#### [SUPPLIED RECORDS]
========
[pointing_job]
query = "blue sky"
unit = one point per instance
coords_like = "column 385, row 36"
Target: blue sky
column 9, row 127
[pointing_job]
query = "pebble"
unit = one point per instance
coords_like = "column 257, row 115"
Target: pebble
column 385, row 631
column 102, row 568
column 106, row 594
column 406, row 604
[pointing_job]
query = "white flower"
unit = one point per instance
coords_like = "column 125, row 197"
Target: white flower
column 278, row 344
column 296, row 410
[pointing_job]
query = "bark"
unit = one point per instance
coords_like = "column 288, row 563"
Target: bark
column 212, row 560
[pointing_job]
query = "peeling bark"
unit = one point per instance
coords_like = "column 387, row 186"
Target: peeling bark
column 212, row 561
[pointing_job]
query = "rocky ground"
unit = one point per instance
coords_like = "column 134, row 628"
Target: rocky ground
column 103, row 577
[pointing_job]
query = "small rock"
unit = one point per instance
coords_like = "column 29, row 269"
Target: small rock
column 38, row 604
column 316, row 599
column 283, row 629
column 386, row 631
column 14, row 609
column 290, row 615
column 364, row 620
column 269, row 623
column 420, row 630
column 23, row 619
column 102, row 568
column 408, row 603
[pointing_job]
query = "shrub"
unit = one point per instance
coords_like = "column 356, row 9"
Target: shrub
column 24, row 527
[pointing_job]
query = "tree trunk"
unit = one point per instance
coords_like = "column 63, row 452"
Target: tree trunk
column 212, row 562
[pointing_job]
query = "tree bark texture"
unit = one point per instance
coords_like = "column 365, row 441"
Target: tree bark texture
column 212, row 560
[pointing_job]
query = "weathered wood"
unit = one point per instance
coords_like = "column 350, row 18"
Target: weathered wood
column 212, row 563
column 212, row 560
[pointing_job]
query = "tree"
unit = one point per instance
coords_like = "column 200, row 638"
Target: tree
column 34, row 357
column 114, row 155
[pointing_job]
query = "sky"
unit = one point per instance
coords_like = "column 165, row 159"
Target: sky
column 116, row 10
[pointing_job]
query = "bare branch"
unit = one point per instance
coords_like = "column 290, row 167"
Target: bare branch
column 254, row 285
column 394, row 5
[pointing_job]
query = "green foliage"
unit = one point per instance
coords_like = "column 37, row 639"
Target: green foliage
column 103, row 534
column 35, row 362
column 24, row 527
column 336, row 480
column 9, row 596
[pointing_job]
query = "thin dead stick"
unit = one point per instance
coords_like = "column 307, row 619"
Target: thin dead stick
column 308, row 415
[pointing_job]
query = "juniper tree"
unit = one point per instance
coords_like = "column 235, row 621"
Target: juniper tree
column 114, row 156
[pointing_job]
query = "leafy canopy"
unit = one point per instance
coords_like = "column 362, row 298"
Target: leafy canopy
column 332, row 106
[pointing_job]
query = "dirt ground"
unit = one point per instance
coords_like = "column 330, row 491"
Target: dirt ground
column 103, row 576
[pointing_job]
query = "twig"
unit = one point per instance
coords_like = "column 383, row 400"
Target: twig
========
#### [WRITTEN EXERCISE]
Copy out each line exactly.

#### [ANSWER TO THE EXERCISE]
[pointing_job]
query = "blue sky"
unit = one point per instance
coords_like = "column 385, row 36"
Target: blue sky
column 9, row 127
[pointing_job]
query = "pebble"
unit = one point per instance
coords_like = "column 257, row 115"
Target: pebble
column 385, row 631
column 102, row 568
column 106, row 594
column 406, row 604
[pointing_job]
query = "white flower"
unit = one point per instance
coords_like = "column 125, row 197"
Target: white flower
column 278, row 344
column 296, row 410
[pointing_job]
query = "bark"
unit = one point per instance
coords_like = "column 288, row 563"
Target: bark
column 212, row 560
[pointing_job]
query = "peeling bark"
unit = one point per instance
coords_like = "column 387, row 186"
Target: peeling bark
column 212, row 561
[pointing_job]
query = "rocky ground"
unit = one point per instance
coords_like = "column 134, row 628"
Target: rocky ground
column 103, row 577
[pointing_job]
query = "small rock"
unit = one point per instance
coords_like = "column 29, row 269"
Target: small rock
column 38, row 604
column 316, row 599
column 283, row 629
column 386, row 631
column 14, row 609
column 290, row 615
column 364, row 620
column 269, row 623
column 420, row 630
column 23, row 619
column 102, row 568
column 408, row 603
[pointing_job]
query = "shrub"
unit = one point per instance
coords_like = "column 356, row 9"
Target: shrub
column 24, row 527
[pointing_job]
query = "tree trunk"
unit = one point per instance
coords_like = "column 63, row 452"
Target: tree trunk
column 212, row 562
[pointing_job]
query = "tree bark texture"
unit = one point per instance
coords_like = "column 365, row 441"
Target: tree bark texture
column 212, row 560
[pointing_job]
query = "weathered wood"
unit = one point per instance
coords_like = "column 350, row 18"
Target: weathered wood
column 212, row 563
column 212, row 560
[pointing_job]
query = "tree"
unit = one point per instance
coords_like = "column 200, row 638"
Target: tree
column 34, row 357
column 114, row 155
[pointing_job]
query = "sky"
unit = one point per instance
coords_like = "column 165, row 159"
Target: sky
column 116, row 10
[pointing_job]
query = "bare branch"
unit = one point per instance
coords_like = "column 290, row 167"
Target: bare branch
column 254, row 285
column 394, row 5
[pointing_job]
query = "green foliage"
unit = one point per instance
coords_like = "column 37, row 639"
Target: green foliage
column 103, row 534
column 35, row 362
column 24, row 527
column 336, row 480
column 9, row 596
[pointing_job]
query = "thin dead stick"
unit = one point per instance
coords_like = "column 307, row 619"
Target: thin dead stick
column 308, row 415
[pointing_job]
query = "juniper tree"
unit = one point per instance
coords_like = "column 235, row 621"
Target: juniper tree
column 114, row 156
[pointing_job]
query = "leafy canopy"
unit = one point per instance
coords_like = "column 362, row 298"
Target: leafy canopy
column 332, row 106
[pointing_job]
query = "dirt ground"
unit = one point per instance
coords_like = "column 330, row 491"
Target: dirt ground
column 103, row 576
[pointing_job]
query = "twig"
unit = one point per instance
coords_like = "column 383, row 400"
Target: twig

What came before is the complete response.